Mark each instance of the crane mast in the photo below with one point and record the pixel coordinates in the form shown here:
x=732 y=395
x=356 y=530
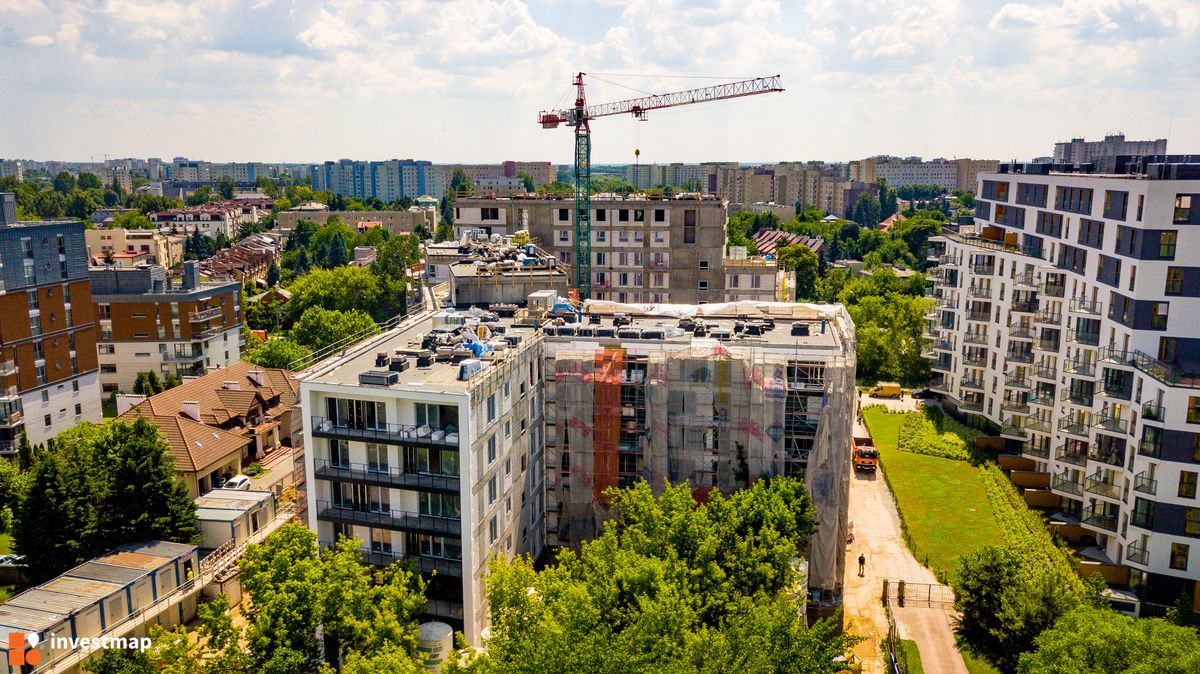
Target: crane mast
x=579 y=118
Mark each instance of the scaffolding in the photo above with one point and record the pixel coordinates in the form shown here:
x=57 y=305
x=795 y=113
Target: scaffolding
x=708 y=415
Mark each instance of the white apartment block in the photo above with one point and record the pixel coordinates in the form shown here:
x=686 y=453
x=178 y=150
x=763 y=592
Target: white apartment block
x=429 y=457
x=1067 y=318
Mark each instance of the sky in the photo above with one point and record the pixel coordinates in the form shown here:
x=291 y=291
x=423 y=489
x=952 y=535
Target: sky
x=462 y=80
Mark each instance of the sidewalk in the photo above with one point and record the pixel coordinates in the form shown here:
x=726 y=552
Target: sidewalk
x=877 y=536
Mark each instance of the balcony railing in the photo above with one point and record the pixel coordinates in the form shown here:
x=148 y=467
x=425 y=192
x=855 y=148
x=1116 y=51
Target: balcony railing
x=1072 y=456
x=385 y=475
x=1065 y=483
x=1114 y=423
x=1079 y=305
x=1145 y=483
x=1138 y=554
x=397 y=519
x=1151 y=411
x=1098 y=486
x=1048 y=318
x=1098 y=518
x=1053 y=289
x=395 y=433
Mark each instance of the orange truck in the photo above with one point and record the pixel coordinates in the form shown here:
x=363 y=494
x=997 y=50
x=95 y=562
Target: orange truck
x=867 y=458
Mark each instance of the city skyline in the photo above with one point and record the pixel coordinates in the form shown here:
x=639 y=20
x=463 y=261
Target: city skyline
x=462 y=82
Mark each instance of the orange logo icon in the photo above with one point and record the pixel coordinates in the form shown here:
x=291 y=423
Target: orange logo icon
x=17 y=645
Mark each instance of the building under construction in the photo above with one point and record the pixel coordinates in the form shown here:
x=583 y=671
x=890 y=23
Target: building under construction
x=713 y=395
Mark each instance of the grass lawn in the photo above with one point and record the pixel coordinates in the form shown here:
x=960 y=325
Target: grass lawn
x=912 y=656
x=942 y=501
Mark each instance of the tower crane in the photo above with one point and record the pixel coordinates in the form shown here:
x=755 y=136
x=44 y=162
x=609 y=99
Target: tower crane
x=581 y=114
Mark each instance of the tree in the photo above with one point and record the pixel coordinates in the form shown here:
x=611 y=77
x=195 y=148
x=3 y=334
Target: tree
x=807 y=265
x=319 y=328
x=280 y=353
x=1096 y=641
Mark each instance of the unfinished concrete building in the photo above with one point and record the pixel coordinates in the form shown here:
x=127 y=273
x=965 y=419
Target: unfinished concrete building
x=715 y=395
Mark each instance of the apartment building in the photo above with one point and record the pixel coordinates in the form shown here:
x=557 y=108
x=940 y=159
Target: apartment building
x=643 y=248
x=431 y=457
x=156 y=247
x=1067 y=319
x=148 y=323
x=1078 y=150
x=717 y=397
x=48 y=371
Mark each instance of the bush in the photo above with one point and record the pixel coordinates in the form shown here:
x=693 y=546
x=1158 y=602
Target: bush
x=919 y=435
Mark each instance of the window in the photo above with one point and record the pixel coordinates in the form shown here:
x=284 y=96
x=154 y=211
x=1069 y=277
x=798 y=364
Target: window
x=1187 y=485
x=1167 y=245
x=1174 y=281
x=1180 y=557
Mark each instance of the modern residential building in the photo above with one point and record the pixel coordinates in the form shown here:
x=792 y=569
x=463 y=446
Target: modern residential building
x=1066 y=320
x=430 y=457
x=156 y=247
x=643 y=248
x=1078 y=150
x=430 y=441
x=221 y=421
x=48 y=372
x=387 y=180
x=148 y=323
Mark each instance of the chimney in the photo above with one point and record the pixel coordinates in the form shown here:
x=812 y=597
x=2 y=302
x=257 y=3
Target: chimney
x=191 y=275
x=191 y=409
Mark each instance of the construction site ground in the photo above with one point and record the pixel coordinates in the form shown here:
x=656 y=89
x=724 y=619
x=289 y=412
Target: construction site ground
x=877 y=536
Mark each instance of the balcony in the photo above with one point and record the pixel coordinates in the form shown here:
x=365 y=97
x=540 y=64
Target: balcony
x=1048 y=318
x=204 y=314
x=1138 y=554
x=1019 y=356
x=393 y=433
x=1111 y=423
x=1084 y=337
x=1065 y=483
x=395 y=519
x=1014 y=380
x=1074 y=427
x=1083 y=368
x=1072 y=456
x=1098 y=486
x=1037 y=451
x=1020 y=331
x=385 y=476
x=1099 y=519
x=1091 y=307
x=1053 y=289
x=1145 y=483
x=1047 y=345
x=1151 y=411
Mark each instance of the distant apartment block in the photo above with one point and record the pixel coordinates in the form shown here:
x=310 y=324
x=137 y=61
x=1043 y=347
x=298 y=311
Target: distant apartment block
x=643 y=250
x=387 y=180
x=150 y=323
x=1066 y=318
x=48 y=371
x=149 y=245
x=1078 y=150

|---|

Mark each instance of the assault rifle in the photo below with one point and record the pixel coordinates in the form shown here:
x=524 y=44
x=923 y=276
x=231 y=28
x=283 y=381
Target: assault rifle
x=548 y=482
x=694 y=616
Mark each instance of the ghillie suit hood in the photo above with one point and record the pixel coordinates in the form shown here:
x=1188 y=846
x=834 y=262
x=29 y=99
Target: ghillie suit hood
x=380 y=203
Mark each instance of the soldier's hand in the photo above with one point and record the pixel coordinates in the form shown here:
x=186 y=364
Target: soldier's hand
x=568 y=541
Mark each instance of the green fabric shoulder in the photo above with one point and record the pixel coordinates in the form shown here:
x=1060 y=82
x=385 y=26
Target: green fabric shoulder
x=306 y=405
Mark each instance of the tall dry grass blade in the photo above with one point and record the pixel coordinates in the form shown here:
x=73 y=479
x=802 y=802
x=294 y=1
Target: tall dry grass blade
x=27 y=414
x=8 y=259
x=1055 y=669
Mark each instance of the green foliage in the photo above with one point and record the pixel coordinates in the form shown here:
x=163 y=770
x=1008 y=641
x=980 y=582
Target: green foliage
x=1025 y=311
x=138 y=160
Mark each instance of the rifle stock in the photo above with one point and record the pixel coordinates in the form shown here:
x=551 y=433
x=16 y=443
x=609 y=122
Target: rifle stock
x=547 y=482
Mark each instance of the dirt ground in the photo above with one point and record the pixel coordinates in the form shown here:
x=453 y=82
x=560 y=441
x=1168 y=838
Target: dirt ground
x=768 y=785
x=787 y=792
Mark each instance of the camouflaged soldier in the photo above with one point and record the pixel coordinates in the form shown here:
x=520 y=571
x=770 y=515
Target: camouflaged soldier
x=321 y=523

|---|

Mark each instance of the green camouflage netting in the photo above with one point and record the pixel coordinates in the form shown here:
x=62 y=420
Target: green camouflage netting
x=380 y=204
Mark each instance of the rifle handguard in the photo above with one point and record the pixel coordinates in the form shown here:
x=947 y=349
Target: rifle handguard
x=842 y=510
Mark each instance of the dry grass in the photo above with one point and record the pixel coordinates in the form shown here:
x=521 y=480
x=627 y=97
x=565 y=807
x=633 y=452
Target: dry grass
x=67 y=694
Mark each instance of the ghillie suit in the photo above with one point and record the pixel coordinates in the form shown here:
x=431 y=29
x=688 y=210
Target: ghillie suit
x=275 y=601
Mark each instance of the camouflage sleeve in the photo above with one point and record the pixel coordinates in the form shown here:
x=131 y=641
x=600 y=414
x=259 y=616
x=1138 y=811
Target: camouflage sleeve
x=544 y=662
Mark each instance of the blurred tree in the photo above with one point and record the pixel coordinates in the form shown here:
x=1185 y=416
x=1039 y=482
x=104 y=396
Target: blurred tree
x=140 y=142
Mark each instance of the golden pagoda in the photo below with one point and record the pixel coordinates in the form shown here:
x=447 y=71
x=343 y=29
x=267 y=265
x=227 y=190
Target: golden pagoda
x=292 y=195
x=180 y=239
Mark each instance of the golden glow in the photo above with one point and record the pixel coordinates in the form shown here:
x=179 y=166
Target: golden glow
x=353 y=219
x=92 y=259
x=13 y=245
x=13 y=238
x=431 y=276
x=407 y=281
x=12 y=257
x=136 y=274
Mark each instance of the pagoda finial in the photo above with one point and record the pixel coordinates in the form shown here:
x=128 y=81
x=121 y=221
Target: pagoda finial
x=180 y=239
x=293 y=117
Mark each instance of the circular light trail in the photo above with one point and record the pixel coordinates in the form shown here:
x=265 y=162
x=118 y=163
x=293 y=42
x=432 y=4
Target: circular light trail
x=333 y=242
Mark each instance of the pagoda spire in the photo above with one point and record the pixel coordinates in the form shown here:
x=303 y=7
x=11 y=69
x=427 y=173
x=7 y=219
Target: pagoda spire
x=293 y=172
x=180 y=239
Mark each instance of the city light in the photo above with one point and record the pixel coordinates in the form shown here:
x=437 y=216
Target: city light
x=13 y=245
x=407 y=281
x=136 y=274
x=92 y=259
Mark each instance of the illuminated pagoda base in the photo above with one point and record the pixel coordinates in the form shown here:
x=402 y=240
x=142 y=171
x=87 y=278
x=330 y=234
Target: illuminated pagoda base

|---|

▸ Job
Put every line of the data from the line containing "Mark each instance of the pagoda finial" to the line containing "Target: illuminated pagoda base", both included, into a JSON list with one string per line. Leave out any blank lines.

▸ Result of the task
[
  "Mark each instance of the pagoda finial in the photo above with one point and record the pixel coordinates in the form shown here:",
  "x=128 y=81",
  "x=121 y=221",
  "Target: pagoda finial",
  "x=180 y=239",
  "x=293 y=117",
  "Mark each instance of the circular light trail in the photo above with one point and record the pixel coordinates in the form shown here:",
  "x=265 y=162",
  "x=118 y=163",
  "x=293 y=42",
  "x=432 y=4",
  "Target: circular light trail",
  "x=333 y=242",
  "Mark each instance of the pagoda spire in the photo above with one point and record the pixel coordinates in the form shown here:",
  "x=303 y=7",
  "x=11 y=69",
  "x=427 y=173",
  "x=7 y=219",
  "Target: pagoda spire",
  "x=293 y=172",
  "x=180 y=239",
  "Mark each instance of the city light in the photo above with one point and record the pixel coordinates in the form shown here:",
  "x=437 y=216",
  "Target: city light",
  "x=13 y=245",
  "x=407 y=281",
  "x=136 y=274",
  "x=92 y=259",
  "Mark each instance of the illuminated pagoda base in the photo above with one point and record the pixel coordinates in the form shown here:",
  "x=402 y=240",
  "x=142 y=171",
  "x=87 y=278",
  "x=330 y=234",
  "Target: illuminated pagoda base"
]